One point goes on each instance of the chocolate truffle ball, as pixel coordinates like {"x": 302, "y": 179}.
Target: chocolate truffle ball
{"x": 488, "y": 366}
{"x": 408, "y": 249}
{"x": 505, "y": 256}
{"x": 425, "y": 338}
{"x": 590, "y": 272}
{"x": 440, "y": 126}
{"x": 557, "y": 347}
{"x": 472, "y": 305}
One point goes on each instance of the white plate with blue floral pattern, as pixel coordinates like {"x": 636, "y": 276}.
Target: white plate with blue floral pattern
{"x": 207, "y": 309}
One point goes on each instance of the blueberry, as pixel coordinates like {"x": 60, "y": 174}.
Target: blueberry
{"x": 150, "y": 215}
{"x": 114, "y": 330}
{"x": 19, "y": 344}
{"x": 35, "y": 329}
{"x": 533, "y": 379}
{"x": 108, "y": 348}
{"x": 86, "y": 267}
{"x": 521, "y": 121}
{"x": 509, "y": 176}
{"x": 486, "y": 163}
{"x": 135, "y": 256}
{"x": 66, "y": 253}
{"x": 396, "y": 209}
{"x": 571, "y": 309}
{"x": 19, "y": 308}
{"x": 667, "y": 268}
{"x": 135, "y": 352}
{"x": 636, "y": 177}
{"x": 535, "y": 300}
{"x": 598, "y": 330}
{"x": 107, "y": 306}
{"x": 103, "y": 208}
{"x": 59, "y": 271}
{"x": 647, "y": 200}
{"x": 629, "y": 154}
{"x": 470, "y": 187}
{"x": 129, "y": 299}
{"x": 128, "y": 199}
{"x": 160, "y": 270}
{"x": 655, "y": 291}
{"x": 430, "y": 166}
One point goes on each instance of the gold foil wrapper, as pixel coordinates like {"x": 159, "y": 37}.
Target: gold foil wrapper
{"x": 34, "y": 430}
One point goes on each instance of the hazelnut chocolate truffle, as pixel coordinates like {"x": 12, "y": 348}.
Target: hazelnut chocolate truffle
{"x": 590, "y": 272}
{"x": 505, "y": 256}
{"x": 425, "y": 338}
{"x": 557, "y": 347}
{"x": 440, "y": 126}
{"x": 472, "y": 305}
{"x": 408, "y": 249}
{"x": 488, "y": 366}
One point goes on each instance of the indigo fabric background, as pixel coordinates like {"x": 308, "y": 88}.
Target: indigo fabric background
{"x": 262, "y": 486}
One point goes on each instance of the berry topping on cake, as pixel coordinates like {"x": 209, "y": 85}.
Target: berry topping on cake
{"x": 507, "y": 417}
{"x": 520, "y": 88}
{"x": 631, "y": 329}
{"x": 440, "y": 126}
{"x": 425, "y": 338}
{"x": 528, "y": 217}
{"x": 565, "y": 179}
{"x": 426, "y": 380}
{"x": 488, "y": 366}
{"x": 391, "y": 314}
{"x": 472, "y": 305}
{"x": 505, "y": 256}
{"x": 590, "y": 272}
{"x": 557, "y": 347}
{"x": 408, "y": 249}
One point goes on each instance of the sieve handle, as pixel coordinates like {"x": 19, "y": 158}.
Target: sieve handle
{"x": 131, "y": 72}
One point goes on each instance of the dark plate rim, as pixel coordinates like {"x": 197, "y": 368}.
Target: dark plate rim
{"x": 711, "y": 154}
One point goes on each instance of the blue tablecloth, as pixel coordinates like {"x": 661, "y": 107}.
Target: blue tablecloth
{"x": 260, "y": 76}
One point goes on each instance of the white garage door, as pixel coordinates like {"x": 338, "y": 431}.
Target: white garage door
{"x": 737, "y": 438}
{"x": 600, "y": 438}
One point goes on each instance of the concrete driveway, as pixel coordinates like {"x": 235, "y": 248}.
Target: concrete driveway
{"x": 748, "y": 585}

____________________

- [Instruction]: Render every line of the records above as a JSON array of strings, one string per line, omitting any blank lines.

- [The reply]:
[
  "One point goes on each instance of the chocolate truffle ball, as pixel coordinates like {\"x\": 302, \"y\": 179}.",
  "Target: chocolate truffle ball",
  "{\"x\": 488, \"y\": 366}",
  "{\"x\": 408, \"y\": 249}",
  "{\"x\": 505, \"y\": 256}",
  "{\"x\": 425, \"y\": 338}",
  "{\"x\": 590, \"y\": 272}",
  "{\"x\": 440, \"y\": 126}",
  "{\"x\": 557, \"y\": 347}",
  "{\"x\": 472, \"y\": 305}",
  "One point goes on each instance of the white plate with blue floral pattern, as pixel coordinates like {\"x\": 636, \"y\": 276}.",
  "Target: white plate with blue floral pattern",
  "{\"x\": 207, \"y\": 309}",
  "One point goes on each instance of the blueberry, as pixel coordinates like {\"x\": 60, \"y\": 174}.",
  "Target: blueberry",
  "{\"x\": 150, \"y\": 215}",
  "{\"x\": 114, \"y\": 330}",
  "{\"x\": 19, \"y\": 344}",
  "{\"x\": 35, \"y\": 329}",
  "{\"x\": 533, \"y\": 379}",
  "{\"x\": 108, \"y\": 348}",
  "{\"x\": 86, \"y\": 267}",
  "{\"x\": 521, \"y\": 121}",
  "{\"x\": 509, \"y\": 176}",
  "{\"x\": 486, \"y\": 163}",
  "{\"x\": 135, \"y\": 256}",
  "{\"x\": 66, \"y\": 253}",
  "{\"x\": 396, \"y\": 209}",
  "{\"x\": 571, \"y\": 309}",
  "{\"x\": 19, \"y\": 308}",
  "{\"x\": 667, \"y\": 268}",
  "{\"x\": 135, \"y\": 352}",
  "{\"x\": 636, \"y\": 177}",
  "{\"x\": 535, \"y\": 300}",
  "{\"x\": 598, \"y\": 330}",
  "{\"x\": 107, \"y\": 306}",
  "{\"x\": 103, \"y\": 208}",
  "{\"x\": 59, \"y\": 271}",
  "{\"x\": 647, \"y\": 200}",
  "{\"x\": 629, \"y\": 154}",
  "{\"x\": 470, \"y\": 187}",
  "{\"x\": 129, \"y\": 299}",
  "{\"x\": 128, \"y\": 199}",
  "{\"x\": 160, \"y\": 270}",
  "{\"x\": 655, \"y\": 291}",
  "{\"x\": 430, \"y\": 166}",
  "One point goes on each instance of the gold foil wrapper, as pixel coordinates like {\"x\": 159, \"y\": 37}.",
  "Target: gold foil wrapper",
  "{\"x\": 34, \"y\": 430}",
  "One point goes on each instance of the hazelnut chocolate truffle, as pixel coordinates like {\"x\": 12, \"y\": 348}.",
  "Target: hazelnut chocolate truffle",
  "{\"x\": 590, \"y\": 272}",
  "{\"x\": 505, \"y\": 256}",
  "{\"x\": 425, \"y\": 338}",
  "{\"x\": 557, \"y\": 347}",
  "{\"x\": 440, \"y\": 126}",
  "{\"x\": 472, \"y\": 305}",
  "{\"x\": 408, \"y\": 249}",
  "{\"x\": 488, \"y\": 366}",
  "One point goes on each instance of the indigo fabric background, as pixel coordinates like {\"x\": 308, \"y\": 88}.",
  "Target: indigo fabric background",
  "{\"x\": 262, \"y\": 486}",
  "One point goes on each instance of the berry topping on cake, as pixel coordinates like {\"x\": 209, \"y\": 85}.",
  "Target: berry topping on cake",
  "{\"x\": 507, \"y\": 417}",
  "{\"x\": 520, \"y\": 88}",
  "{\"x\": 631, \"y\": 329}",
  "{\"x\": 440, \"y\": 126}",
  "{\"x\": 425, \"y\": 338}",
  "{\"x\": 528, \"y\": 217}",
  "{\"x\": 565, \"y\": 179}",
  "{\"x\": 426, \"y\": 380}",
  "{\"x\": 488, \"y\": 366}",
  "{\"x\": 391, \"y\": 314}",
  "{\"x\": 472, \"y\": 305}",
  "{\"x\": 505, \"y\": 256}",
  "{\"x\": 590, \"y\": 272}",
  "{\"x\": 557, \"y\": 347}",
  "{\"x\": 408, \"y\": 249}",
  "One point goes on each instance of the sieve handle, as pixel coordinates like {\"x\": 19, \"y\": 158}.",
  "Target: sieve handle",
  "{\"x\": 131, \"y\": 72}",
  "One point goes on each instance of the dark plate rim, as pixel coordinates like {\"x\": 197, \"y\": 368}.",
  "Target: dark plate rim",
  "{\"x\": 711, \"y\": 154}",
  "One point goes on each instance of the blue tablecloth, as pixel coordinates like {\"x\": 661, \"y\": 107}.",
  "Target: blue tablecloth",
  "{\"x\": 260, \"y\": 76}",
  "One point goes on each instance of the white garage door, as pixel coordinates like {\"x\": 338, \"y\": 431}.",
  "Target: white garage door",
  "{\"x\": 737, \"y\": 438}",
  "{\"x\": 600, \"y\": 438}",
  "One point goes on each instance of the concrete driveway, as pixel coordinates like {\"x\": 235, \"y\": 248}.",
  "Target: concrete driveway",
  "{\"x\": 748, \"y\": 585}"
]